:: DATA SHOWN ::
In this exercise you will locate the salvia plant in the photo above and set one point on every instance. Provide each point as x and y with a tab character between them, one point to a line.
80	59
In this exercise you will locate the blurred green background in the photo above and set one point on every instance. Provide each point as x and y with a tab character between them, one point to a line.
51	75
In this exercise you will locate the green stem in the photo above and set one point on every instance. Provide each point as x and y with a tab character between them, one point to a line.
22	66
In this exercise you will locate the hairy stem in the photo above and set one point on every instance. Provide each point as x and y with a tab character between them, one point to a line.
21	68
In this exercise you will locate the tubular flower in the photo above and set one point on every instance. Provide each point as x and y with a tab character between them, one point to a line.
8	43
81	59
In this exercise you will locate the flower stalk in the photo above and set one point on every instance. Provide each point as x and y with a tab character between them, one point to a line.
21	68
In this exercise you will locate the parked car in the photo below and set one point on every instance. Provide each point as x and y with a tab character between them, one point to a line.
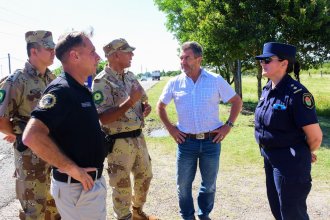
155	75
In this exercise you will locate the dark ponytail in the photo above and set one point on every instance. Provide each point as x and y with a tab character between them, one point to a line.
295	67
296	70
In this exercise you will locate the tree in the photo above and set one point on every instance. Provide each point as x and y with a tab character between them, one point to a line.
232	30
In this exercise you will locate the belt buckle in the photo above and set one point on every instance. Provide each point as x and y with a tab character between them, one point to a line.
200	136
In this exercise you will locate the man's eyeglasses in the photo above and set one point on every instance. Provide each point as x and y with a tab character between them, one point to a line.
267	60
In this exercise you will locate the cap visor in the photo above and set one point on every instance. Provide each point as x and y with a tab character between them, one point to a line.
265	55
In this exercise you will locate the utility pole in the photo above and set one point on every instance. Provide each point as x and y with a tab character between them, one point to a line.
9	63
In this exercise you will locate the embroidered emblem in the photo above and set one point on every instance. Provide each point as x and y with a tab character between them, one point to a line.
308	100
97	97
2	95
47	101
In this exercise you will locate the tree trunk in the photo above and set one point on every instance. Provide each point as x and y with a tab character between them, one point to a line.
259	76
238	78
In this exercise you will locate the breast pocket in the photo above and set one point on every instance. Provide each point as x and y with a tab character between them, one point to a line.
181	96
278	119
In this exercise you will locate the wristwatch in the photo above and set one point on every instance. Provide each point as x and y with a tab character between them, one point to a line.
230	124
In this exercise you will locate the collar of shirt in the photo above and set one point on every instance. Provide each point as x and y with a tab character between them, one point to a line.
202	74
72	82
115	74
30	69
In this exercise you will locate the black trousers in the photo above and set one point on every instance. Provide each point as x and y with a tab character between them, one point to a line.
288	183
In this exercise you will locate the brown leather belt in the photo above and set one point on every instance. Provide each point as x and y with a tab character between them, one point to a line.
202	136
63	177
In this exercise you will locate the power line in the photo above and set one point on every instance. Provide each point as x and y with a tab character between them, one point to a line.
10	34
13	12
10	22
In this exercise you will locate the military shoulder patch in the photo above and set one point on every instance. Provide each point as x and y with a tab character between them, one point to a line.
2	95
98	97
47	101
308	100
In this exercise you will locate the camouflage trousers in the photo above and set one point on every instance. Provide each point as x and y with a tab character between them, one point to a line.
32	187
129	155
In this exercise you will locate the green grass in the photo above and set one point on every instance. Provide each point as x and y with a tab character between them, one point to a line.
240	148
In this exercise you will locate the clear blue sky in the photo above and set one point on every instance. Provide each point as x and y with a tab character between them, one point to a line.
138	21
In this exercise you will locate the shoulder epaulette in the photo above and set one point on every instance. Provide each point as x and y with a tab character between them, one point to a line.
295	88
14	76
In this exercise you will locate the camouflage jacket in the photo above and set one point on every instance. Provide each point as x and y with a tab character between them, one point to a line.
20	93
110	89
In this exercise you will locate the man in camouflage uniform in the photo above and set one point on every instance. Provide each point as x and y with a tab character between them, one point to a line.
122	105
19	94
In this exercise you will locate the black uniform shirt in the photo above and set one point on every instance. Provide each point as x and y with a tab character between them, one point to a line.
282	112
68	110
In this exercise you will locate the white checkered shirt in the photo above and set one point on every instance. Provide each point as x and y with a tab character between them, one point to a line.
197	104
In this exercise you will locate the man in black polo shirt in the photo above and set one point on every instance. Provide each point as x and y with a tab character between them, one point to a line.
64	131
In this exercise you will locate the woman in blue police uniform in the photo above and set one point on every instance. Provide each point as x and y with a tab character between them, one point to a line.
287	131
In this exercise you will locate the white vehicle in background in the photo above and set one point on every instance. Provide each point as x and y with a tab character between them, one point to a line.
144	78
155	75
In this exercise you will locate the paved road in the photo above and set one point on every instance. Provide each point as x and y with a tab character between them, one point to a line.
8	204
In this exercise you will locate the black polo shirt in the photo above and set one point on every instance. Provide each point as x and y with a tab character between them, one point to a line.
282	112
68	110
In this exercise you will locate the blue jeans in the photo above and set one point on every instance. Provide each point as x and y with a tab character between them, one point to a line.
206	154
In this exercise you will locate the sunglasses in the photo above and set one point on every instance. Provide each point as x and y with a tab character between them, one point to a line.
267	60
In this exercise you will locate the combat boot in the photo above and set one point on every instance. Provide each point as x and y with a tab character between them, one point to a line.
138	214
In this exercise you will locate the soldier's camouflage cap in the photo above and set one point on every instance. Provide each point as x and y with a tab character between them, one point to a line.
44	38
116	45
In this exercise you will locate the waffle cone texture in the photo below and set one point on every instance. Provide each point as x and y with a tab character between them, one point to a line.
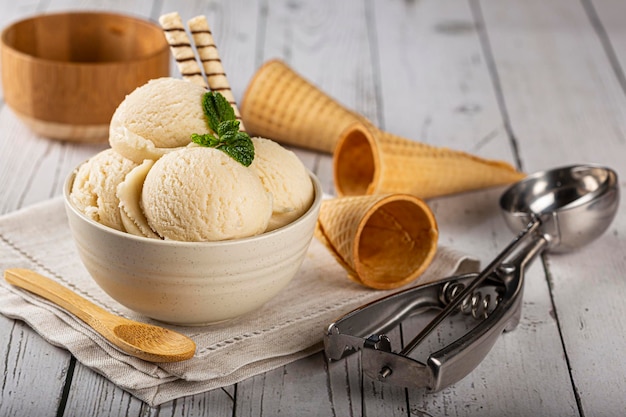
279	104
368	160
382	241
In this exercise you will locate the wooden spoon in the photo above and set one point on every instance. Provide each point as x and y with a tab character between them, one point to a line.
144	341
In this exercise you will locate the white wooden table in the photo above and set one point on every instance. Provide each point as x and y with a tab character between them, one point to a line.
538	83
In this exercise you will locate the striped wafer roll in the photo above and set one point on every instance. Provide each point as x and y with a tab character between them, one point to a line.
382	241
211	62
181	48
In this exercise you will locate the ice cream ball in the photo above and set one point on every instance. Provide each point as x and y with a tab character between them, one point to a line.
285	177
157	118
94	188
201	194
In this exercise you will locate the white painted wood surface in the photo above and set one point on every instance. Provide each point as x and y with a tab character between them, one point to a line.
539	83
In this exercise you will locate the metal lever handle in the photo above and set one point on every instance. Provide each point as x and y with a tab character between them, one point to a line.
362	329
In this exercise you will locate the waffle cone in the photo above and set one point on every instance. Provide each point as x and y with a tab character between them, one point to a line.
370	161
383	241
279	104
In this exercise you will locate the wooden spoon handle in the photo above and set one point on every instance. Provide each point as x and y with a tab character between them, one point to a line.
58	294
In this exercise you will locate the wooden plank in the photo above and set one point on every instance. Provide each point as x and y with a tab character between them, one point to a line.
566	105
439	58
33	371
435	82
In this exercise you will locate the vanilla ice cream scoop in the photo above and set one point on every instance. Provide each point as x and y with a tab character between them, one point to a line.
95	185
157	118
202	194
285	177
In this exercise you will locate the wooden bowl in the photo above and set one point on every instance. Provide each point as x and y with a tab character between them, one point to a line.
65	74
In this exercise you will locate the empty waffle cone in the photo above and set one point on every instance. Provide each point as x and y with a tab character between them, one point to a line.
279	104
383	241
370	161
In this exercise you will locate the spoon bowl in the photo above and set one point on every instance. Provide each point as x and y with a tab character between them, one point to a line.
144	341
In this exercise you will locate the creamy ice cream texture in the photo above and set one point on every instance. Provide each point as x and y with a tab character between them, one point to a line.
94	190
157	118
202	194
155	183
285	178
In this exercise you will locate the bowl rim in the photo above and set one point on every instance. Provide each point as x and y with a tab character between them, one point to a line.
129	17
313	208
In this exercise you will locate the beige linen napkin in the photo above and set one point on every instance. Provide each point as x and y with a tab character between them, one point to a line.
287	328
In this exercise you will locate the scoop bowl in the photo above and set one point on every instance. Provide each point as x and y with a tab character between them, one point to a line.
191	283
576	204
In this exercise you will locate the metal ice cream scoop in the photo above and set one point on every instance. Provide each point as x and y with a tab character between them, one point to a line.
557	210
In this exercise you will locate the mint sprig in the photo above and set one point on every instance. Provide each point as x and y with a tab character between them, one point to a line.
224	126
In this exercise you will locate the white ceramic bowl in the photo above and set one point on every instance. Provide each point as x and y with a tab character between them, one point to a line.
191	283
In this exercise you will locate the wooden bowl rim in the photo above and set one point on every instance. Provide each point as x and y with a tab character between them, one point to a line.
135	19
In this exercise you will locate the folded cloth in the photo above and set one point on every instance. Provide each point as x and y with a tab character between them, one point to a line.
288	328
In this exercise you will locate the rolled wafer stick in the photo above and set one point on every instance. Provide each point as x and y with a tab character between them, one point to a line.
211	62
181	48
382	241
:::
:: DATA SHOWN ::
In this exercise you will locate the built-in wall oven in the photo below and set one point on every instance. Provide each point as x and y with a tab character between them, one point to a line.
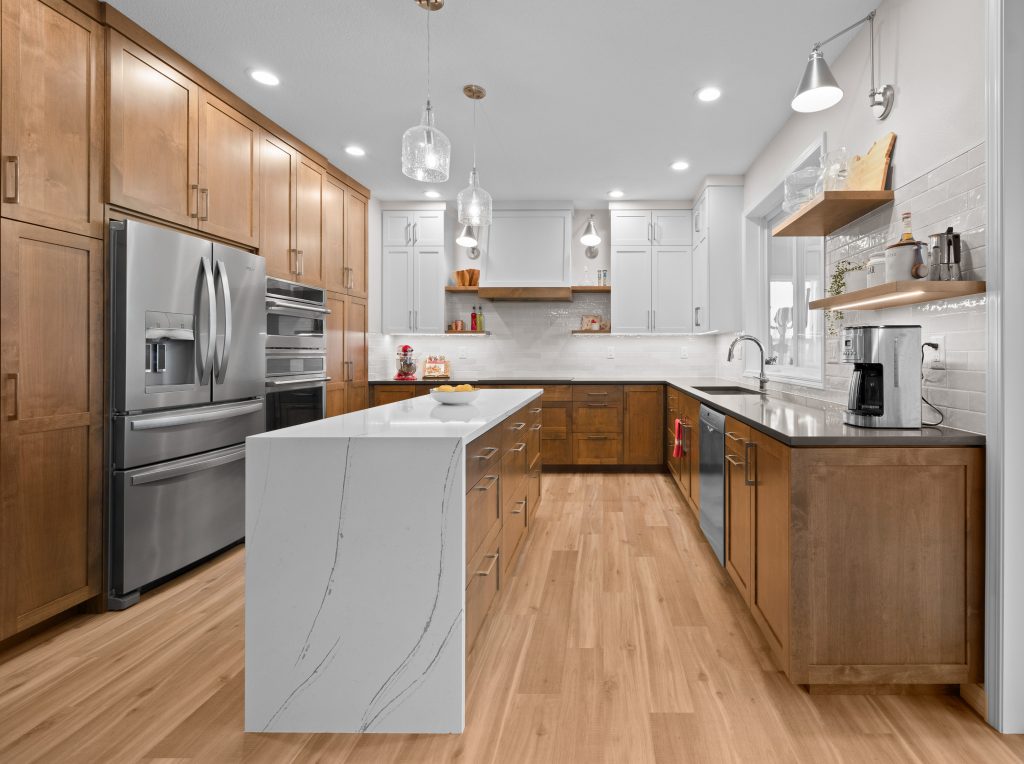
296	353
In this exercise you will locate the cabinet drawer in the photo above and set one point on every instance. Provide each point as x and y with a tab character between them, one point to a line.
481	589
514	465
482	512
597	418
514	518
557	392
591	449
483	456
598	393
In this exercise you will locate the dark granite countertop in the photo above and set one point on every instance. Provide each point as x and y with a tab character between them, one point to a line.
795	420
:::
→ WRITTEN REQUEST
Gather every line above that contains the string "handle", treating uppercase and lowercase letters as different.

→ ANSWER
In this exercise you will locate the metal lever handle in the photo above and set one point on every instance. Provide each point as x and y with a tab character between them, one point to a line.
In this exercise you will locate the wooden spoon handle in the photo above and set one point on every instance. Provide each point as x and y with a tab character between them, one point to a line.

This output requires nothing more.